# [Task objective]
Rewrite the data below with every "photograph" changed to "image" and the rest unchanged. Leave the pictures out of your answer.

************

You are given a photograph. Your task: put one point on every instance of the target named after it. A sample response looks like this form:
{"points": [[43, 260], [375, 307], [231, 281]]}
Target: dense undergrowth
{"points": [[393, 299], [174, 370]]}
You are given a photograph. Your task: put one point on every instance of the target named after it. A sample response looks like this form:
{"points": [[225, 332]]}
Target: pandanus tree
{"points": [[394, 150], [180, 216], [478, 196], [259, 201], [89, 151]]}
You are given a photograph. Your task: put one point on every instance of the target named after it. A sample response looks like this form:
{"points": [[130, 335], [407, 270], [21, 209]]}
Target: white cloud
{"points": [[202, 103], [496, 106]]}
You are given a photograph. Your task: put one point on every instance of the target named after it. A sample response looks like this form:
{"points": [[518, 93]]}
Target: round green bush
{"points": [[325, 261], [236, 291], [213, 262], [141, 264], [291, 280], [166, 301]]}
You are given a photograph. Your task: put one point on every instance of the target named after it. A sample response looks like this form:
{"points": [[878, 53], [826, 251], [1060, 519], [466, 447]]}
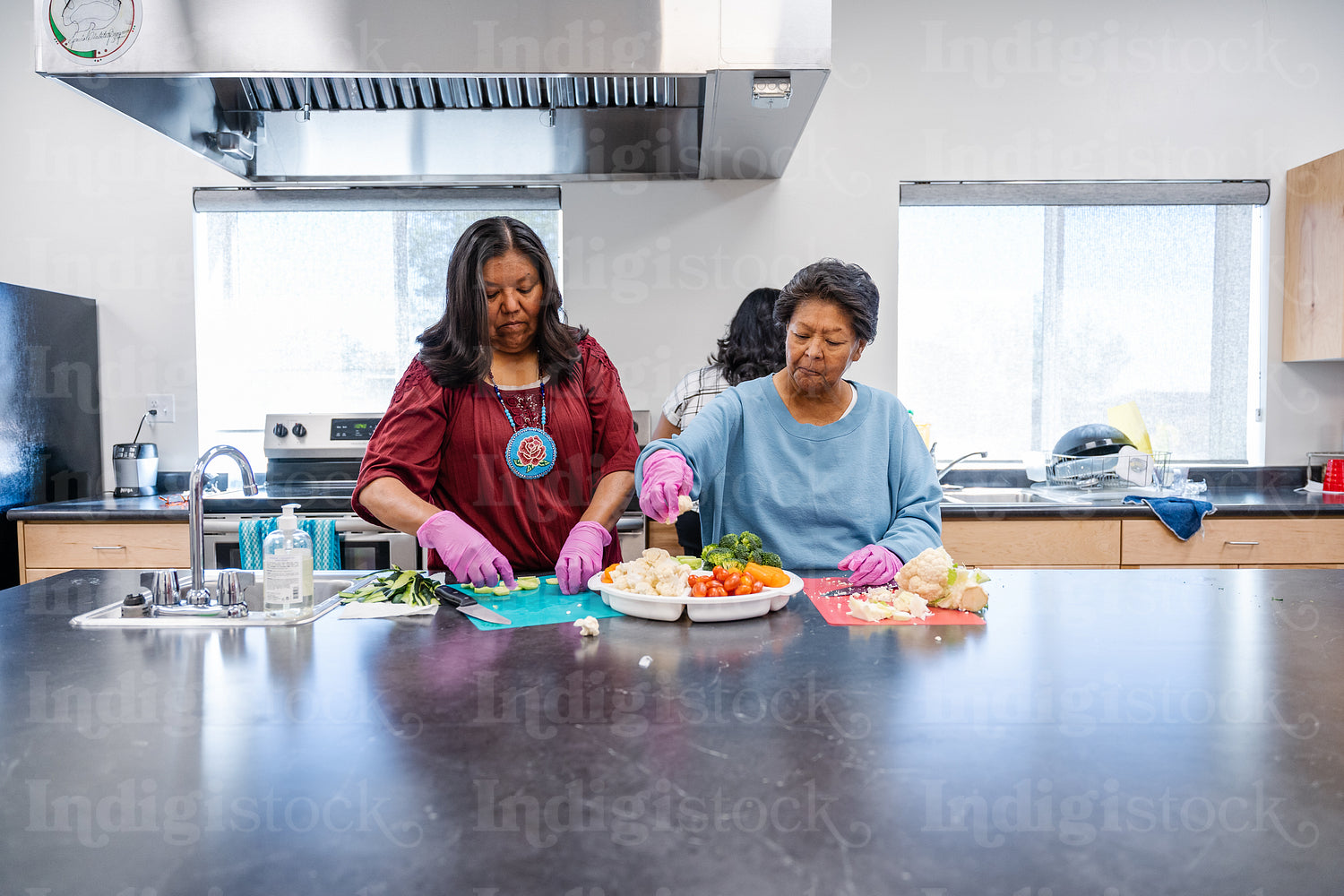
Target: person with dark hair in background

************

# [Output of the task]
You are given a image. Your task: put one point on every instance of the target named after it. A sample response looks like this form:
{"points": [[43, 260], [375, 307], [231, 281]]}
Target: dense undergrowth
{"points": [[393, 299], [174, 370]]}
You are given a image. Your task: put one point on every instance of the target named after it. A sample response looks like this form:
{"points": [[225, 332]]}
Target: pandanus tree
{"points": [[394, 150], [180, 216], [478, 196], [259, 201], [89, 151]]}
You are given a image. Your task: put one point on every instance of the target named after it. A sample response looks like this form:
{"points": [[130, 335], [407, 270], [21, 209]]}
Target: white cloud
{"points": [[202, 103], [496, 106]]}
You are given a image. Your task: put one point on every instance of the target named after it. A sample response looks like this form:
{"points": [[518, 93]]}
Target: round green bush
{"points": [[325, 261], [236, 291], [213, 262], [141, 264], [291, 280], [166, 301]]}
You are given a image. Your task: put one point on every instance of the target named after it. A sample response looks like this form:
{"points": [[878, 53], [826, 251], [1060, 519], [466, 447]]}
Target: person with dark hair in background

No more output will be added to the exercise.